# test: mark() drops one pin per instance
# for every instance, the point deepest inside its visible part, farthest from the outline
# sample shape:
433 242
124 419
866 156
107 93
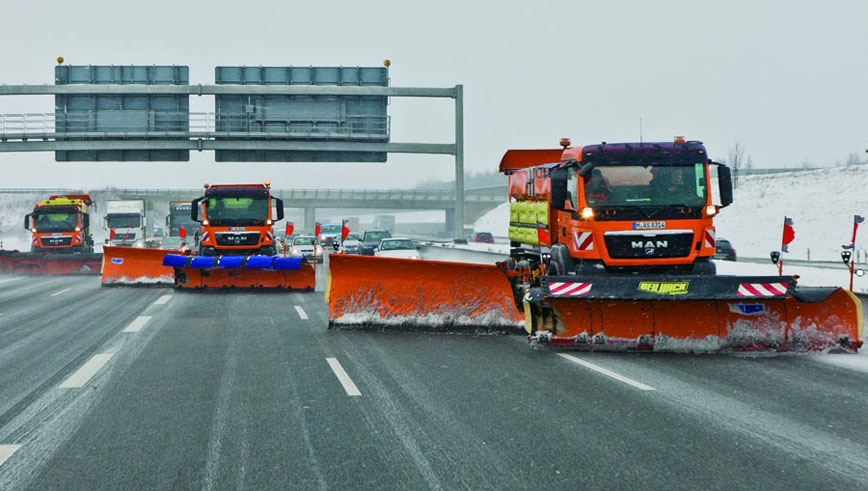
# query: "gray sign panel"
122 117
322 118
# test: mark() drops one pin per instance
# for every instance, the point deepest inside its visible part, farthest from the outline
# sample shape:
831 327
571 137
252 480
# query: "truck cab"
126 223
237 219
618 208
61 224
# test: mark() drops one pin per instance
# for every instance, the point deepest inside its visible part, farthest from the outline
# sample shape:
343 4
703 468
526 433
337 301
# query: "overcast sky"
784 79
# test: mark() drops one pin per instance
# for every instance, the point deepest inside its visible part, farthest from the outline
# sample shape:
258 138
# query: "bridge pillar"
309 217
450 221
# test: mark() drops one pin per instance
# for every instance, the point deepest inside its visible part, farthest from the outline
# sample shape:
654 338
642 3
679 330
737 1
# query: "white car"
306 246
352 244
401 247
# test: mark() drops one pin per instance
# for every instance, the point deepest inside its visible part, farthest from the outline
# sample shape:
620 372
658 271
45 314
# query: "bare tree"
854 159
735 160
========
Apart from its pictures, the data is to be repeated exactly.

# test: mark() drops one pin per instance
# for every instance, the point deepest inside its visible part, farthest from the outline
# sample shape:
433 242
124 419
866 156
107 93
# query: "gray sign panel"
122 117
322 118
# test: mark() drops one pin per instance
# for every instance, the point deepest inside its visible part, farthest from the outline
# sample shape:
831 327
571 137
252 480
# query: "truck cab"
126 223
237 219
618 208
61 224
# test: mark() drops one pin per instance
# for every instance, the point deepest inside its visible part, farthest from the outline
# sample shape:
343 4
703 468
526 433
337 301
# query: "overcast sky"
784 79
# test: mark() drops one pin per instance
# for every instance, the point deepest inside its visible part, farthest from the outline
# sample shape:
258 138
# query: "bridge pillar"
309 217
450 221
# test: mark() drops one pin per instance
# for every instance, the point deepest inside its visible part, farthest from the outline
# sample shape:
654 338
642 3
679 330
737 1
# query: "white car"
306 246
352 244
401 247
# test: mark() drops one pin per instance
# for every instance, the point deepest inside its visible part, farthest from the outline
# sample shape:
620 372
658 271
45 314
# query: "bare tree"
854 159
735 160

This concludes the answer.